# YOUR INSTRUCTIONS
The listing that follows must be given again in full and exactly.
──────────────────────────────
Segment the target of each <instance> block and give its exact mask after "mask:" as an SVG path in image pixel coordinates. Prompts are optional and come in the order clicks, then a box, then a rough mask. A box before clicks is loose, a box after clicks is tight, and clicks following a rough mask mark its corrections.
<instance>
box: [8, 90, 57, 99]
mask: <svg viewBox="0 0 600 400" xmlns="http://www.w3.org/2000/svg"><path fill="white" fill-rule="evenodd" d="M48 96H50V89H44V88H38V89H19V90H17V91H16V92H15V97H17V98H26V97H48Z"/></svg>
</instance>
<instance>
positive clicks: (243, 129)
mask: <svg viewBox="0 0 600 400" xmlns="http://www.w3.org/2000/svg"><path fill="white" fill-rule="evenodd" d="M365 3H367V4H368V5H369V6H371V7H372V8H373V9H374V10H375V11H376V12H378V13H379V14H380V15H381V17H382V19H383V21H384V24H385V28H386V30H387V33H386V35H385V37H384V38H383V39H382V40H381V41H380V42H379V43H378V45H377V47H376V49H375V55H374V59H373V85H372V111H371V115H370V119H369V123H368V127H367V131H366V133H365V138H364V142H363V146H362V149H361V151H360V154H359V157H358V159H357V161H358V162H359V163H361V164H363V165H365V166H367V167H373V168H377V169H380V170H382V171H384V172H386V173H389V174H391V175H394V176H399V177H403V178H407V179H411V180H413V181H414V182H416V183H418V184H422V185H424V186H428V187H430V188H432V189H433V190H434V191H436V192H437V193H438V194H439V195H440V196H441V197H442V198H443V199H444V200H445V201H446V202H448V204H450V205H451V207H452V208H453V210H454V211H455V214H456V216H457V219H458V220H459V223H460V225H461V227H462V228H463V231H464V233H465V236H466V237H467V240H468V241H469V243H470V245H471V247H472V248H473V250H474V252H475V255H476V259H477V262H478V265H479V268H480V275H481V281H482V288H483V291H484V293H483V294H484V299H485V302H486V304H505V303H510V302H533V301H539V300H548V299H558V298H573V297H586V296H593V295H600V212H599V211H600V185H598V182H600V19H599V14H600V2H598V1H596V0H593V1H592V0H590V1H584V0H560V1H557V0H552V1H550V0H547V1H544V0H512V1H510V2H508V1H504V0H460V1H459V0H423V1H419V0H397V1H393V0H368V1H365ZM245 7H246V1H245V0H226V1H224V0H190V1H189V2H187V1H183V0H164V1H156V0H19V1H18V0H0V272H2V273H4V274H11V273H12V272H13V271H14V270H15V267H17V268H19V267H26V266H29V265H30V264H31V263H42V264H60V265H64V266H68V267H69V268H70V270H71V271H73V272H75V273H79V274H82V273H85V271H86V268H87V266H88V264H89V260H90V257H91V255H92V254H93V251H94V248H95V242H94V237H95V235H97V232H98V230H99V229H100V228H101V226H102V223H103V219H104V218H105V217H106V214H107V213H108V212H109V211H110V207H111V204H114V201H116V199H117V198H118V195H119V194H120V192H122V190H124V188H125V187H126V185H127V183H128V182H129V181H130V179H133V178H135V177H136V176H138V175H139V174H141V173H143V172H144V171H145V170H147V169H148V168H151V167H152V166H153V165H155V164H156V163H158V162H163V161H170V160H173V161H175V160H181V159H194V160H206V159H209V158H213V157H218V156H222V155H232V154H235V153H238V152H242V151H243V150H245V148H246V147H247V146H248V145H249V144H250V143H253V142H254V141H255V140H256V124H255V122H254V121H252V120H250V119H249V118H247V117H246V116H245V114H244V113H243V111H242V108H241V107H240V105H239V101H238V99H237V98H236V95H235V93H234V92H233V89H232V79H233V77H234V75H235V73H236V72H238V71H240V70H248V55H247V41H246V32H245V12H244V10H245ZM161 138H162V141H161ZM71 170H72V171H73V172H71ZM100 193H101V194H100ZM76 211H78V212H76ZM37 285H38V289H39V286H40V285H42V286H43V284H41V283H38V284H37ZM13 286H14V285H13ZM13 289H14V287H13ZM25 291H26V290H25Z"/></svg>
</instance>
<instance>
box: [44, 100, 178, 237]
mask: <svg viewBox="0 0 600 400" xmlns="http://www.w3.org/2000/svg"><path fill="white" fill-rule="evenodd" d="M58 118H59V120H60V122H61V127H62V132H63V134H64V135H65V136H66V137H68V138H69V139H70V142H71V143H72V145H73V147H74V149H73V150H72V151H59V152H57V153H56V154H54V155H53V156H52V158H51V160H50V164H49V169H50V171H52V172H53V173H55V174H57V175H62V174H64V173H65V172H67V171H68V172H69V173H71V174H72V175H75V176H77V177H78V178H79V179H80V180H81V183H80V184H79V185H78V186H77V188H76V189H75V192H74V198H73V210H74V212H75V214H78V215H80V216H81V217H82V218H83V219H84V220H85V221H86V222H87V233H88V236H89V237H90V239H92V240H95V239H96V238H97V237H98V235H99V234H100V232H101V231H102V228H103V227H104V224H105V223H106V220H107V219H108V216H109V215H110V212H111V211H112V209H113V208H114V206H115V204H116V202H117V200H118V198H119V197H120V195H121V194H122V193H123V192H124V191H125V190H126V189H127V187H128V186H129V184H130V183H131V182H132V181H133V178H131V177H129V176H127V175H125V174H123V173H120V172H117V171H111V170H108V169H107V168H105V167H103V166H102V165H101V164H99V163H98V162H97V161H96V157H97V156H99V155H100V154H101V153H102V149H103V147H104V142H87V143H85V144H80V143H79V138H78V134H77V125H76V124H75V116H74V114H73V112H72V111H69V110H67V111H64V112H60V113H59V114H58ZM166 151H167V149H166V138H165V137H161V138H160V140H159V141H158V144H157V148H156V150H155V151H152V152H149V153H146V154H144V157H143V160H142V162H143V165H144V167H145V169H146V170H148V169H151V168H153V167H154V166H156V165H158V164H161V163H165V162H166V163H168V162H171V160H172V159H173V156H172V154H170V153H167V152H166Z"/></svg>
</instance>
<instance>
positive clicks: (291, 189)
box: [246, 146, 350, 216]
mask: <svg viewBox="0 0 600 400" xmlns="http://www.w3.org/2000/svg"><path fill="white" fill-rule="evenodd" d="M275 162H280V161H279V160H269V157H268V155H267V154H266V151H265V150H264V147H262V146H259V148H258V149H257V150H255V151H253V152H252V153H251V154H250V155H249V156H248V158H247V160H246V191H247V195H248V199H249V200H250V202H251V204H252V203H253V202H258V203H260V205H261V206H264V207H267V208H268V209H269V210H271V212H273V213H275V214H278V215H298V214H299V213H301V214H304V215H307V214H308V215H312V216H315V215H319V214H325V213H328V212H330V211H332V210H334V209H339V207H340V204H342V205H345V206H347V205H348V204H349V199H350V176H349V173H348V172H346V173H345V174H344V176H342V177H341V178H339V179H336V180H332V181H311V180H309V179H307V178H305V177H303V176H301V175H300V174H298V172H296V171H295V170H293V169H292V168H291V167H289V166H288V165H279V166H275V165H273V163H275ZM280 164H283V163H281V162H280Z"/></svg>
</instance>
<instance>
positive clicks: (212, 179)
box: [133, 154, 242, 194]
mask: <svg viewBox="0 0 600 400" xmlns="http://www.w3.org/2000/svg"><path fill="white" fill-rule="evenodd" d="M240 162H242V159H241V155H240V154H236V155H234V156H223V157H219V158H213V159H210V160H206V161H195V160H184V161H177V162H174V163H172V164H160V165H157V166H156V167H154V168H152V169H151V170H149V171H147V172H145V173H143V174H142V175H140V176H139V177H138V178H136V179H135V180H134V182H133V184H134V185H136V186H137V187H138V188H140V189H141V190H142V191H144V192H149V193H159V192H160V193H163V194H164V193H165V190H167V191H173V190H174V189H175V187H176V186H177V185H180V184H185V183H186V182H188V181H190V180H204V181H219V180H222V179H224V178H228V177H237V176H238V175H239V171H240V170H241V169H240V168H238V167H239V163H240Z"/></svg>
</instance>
──────────────────────────────
# TASK ANSWER
Segment the target of each <instance> block and give its exact mask after "mask:" as an SVG path in image pixel coordinates. Prompts are optional and come in the order clicks, then a box, then a rough mask. A box before clicks is loose, a box after clicks is tight, and clicks following a rough mask mark its corrections.
<instance>
box: [8, 90, 57, 99]
mask: <svg viewBox="0 0 600 400" xmlns="http://www.w3.org/2000/svg"><path fill="white" fill-rule="evenodd" d="M48 96H50V89H44V88H38V89H19V90H17V91H16V92H15V97H17V98H26V97H48Z"/></svg>
</instance>
<instance>
positive clicks: (243, 129)
mask: <svg viewBox="0 0 600 400" xmlns="http://www.w3.org/2000/svg"><path fill="white" fill-rule="evenodd" d="M365 3H367V4H368V5H369V6H371V7H372V8H373V9H374V10H375V11H376V12H378V13H379V14H380V15H381V17H382V19H383V21H384V24H385V28H386V30H387V33H386V35H385V37H384V38H383V39H382V40H381V41H380V42H379V43H378V45H377V47H376V49H375V55H374V59H373V85H372V111H371V115H370V119H369V123H368V127H367V131H366V133H365V138H364V142H363V146H362V149H361V151H360V154H359V157H358V159H357V161H358V162H359V163H361V164H363V165H365V166H367V167H373V168H377V169H380V170H382V171H384V172H386V173H389V174H391V175H394V176H399V177H403V178H407V179H411V180H413V181H414V182H416V183H418V184H422V185H424V186H428V187H430V188H432V189H433V190H434V191H436V192H437V193H438V194H439V195H440V196H441V197H442V198H443V199H444V200H445V201H446V202H448V204H450V205H451V207H452V208H453V210H454V211H455V214H456V216H457V219H458V220H459V223H460V225H461V227H462V228H463V231H464V233H465V236H466V237H467V240H468V241H469V243H470V245H471V247H472V248H473V250H474V252H475V255H476V259H477V262H478V265H479V268H480V275H481V281H482V288H483V291H484V293H483V294H484V299H485V302H486V304H505V303H510V302H533V301H539V300H548V299H558V298H573V297H586V296H593V295H600V212H599V211H600V185H598V182H600V19H599V14H600V2H598V1H596V0H593V1H592V0H590V1H584V0H560V1H557V0H552V1H550V0H547V1H544V0H512V1H510V2H508V1H504V0H460V1H459V0H423V1H419V0H397V1H393V0H368V1H365ZM245 7H246V1H245V0H226V1H224V0H190V1H189V2H187V1H183V0H164V1H156V0H19V1H18V0H0V272H2V273H4V274H11V273H12V272H13V271H14V270H15V267H17V268H19V267H26V266H29V265H30V264H31V263H42V264H60V265H64V266H68V267H69V268H70V270H71V271H73V272H75V273H79V274H82V273H85V271H86V268H87V266H88V264H89V260H90V257H91V255H92V254H93V251H94V248H95V242H94V237H95V235H97V232H98V230H99V229H100V228H101V226H102V223H103V219H104V218H105V217H106V214H107V213H108V212H109V211H110V207H111V204H114V201H116V199H117V198H118V195H119V194H120V192H122V190H124V188H125V187H126V185H127V183H128V182H129V181H130V179H133V178H135V177H136V176H138V175H139V174H141V173H143V172H144V171H145V170H147V169H148V168H151V167H152V166H153V165H155V164H156V163H158V162H163V161H170V160H173V161H175V160H181V159H194V160H206V159H209V158H213V157H218V156H222V155H232V154H235V153H238V152H242V151H243V150H245V148H246V147H247V146H248V145H249V144H250V143H253V142H254V141H255V140H256V124H255V122H254V121H252V120H250V119H249V118H247V117H246V116H245V114H244V113H243V111H242V108H241V107H240V105H239V101H238V99H237V98H236V95H235V93H234V92H233V89H232V79H233V77H234V75H235V73H236V72H238V71H240V70H248V55H247V41H246V32H245V12H244V10H245ZM161 138H162V141H161ZM71 170H72V171H73V172H71ZM100 193H101V194H100ZM76 211H78V212H76ZM37 285H38V289H39V286H40V285H42V286H43V284H41V283H38V284H37ZM13 286H14V285H13ZM13 289H14V287H13ZM25 291H26V290H25Z"/></svg>
</instance>
<instance>
box: [44, 100, 178, 237]
mask: <svg viewBox="0 0 600 400" xmlns="http://www.w3.org/2000/svg"><path fill="white" fill-rule="evenodd" d="M58 118H59V120H60V122H61V127H62V132H63V134H64V135H65V136H66V137H68V138H69V139H70V142H71V143H72V145H73V147H74V149H73V150H72V151H59V152H57V153H56V154H54V155H53V156H52V158H51V160H50V164H49V169H50V171H52V172H53V173H55V174H57V175H62V174H64V173H65V172H67V171H68V172H69V173H71V174H72V175H75V176H77V177H78V178H79V179H80V180H81V183H80V184H79V185H78V186H77V188H76V189H75V192H74V198H73V210H74V212H75V214H78V215H80V216H81V217H82V218H83V219H84V220H85V221H86V222H87V233H88V236H89V237H90V239H92V240H95V239H96V238H97V237H98V235H99V234H100V232H101V231H102V228H103V227H104V224H105V223H106V220H107V219H108V216H109V215H110V212H111V211H112V209H113V208H114V206H115V204H116V202H117V200H118V198H119V197H120V195H121V194H122V193H123V192H124V191H125V190H126V189H127V187H128V186H129V184H130V183H131V182H132V181H133V178H131V177H129V176H127V175H125V174H123V173H120V172H117V171H111V170H108V169H107V168H105V167H103V166H102V165H101V164H99V163H98V162H97V161H96V157H97V156H99V155H100V154H101V153H102V149H103V147H104V142H87V143H85V144H80V143H79V138H78V134H77V125H76V124H75V116H74V114H73V112H72V111H69V110H67V111H64V112H60V113H59V114H58ZM166 151H167V149H166V138H165V137H161V138H160V140H159V141H158V144H157V148H156V150H155V151H152V152H149V153H146V154H144V157H143V160H142V162H143V165H144V167H145V169H146V170H148V169H151V168H153V167H154V166H156V165H158V164H161V163H165V162H166V163H168V162H171V160H172V159H173V156H172V154H170V153H167V152H166Z"/></svg>
</instance>
<instance>
positive clicks: (291, 189)
box: [246, 146, 350, 216]
mask: <svg viewBox="0 0 600 400" xmlns="http://www.w3.org/2000/svg"><path fill="white" fill-rule="evenodd" d="M275 162H280V161H279V160H269V157H268V155H267V154H266V151H265V150H264V147H262V146H259V148H258V149H257V150H255V151H253V152H252V153H251V154H250V155H249V156H248V158H247V160H246V191H247V195H248V199H249V200H250V202H251V204H252V203H253V202H258V203H260V205H261V206H264V207H267V208H268V209H269V210H271V212H273V213H275V214H278V215H298V214H299V213H301V214H304V215H307V214H308V215H312V216H315V215H319V214H325V213H328V212H330V211H332V210H334V209H339V207H340V204H342V205H345V206H347V205H348V204H349V199H350V176H349V173H348V172H346V173H345V174H344V176H342V177H341V178H339V179H336V180H332V181H311V180H309V179H307V178H305V177H303V176H301V175H300V174H298V172H296V171H295V170H293V169H292V168H291V167H289V166H288V165H279V166H275V165H273V163H275ZM280 164H283V163H281V162H280Z"/></svg>
</instance>
<instance>
positive clicks: (212, 179)
box: [133, 154, 242, 194]
mask: <svg viewBox="0 0 600 400" xmlns="http://www.w3.org/2000/svg"><path fill="white" fill-rule="evenodd" d="M240 162H242V159H241V155H240V154H236V155H234V156H223V157H219V158H213V159H210V160H206V161H195V160H184V161H177V162H174V163H172V164H160V165H157V166H156V167H154V168H152V169H151V170H149V171H147V172H145V173H143V174H142V175H140V176H139V177H138V178H136V179H135V180H134V182H133V184H134V185H136V186H137V187H138V188H140V189H141V190H142V191H144V192H149V193H159V192H160V193H163V194H164V193H165V190H167V191H173V190H174V189H175V187H176V186H177V185H180V184H185V183H186V182H188V181H190V180H204V181H219V180H222V179H224V178H228V177H237V176H238V175H239V171H240V170H241V169H240V168H238V167H239V163H240Z"/></svg>
</instance>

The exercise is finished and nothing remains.